GOAL
Extract every line of the data below that contains the word "rock".

PROVIDED RECORDS
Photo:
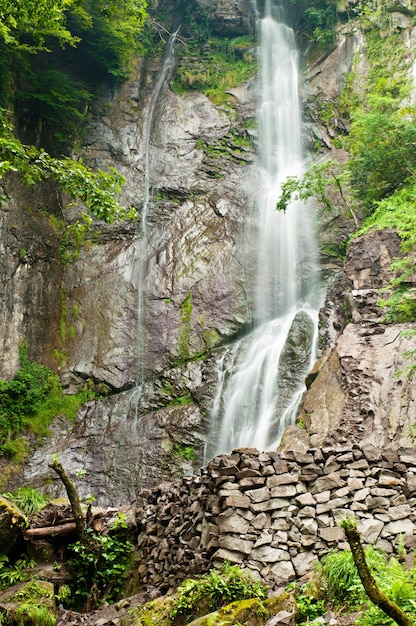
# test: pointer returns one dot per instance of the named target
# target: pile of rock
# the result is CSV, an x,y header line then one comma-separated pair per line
x,y
275,514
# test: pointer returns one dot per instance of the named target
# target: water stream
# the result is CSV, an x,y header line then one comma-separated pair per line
x,y
261,379
164,75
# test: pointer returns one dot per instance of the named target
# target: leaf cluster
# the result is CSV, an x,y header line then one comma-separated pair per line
x,y
340,585
28,499
22,395
100,564
216,589
31,400
97,189
55,54
215,65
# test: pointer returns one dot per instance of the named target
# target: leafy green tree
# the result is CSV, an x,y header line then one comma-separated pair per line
x,y
382,145
27,24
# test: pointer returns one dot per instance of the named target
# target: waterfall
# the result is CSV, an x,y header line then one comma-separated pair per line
x,y
164,75
162,79
261,381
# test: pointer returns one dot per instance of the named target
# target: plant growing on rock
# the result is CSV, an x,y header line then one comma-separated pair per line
x,y
215,589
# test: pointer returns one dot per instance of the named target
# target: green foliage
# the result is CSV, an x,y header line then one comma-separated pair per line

RESPONSE
# target: pile of rock
# target: plant growing on rock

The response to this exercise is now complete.